TASK GOAL —
Rewrite the part of the lines below that opens with the line containing "For the evaluation set, point out every instance of the yellow" and closes with the line containing "point(56, 243)", requests included. Shift every answer point by adding 139 to both of its coordinates, and leave the requests and their sample points unchanged.

<<<<

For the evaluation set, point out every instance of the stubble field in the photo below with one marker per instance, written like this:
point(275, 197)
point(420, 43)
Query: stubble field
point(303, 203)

>>>>
<<<<

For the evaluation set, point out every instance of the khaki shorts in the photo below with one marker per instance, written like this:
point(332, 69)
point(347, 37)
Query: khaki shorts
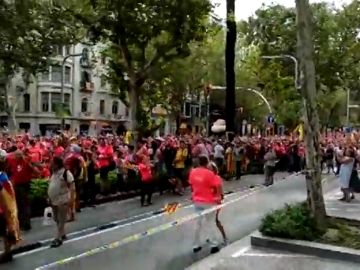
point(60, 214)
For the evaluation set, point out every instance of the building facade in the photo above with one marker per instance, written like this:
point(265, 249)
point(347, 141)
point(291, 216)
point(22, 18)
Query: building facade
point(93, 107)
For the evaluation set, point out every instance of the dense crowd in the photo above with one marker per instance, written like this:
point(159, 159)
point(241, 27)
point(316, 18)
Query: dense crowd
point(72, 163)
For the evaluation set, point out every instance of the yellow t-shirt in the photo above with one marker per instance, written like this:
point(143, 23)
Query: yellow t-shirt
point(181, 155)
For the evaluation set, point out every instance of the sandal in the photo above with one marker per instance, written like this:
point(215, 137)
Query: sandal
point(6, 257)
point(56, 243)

>>>>

THE SOLUTION —
For the evaluation set, point out every instance of the yellow t-shirt in the photo above with one marker per instance, written like this:
point(143, 23)
Query: yellow t-shirt
point(320, 294)
For the evaluation set, point out every instance of the sandal in the photo above with one marker per instance, written like this:
point(215, 137)
Query: sandal
point(145, 396)
point(195, 382)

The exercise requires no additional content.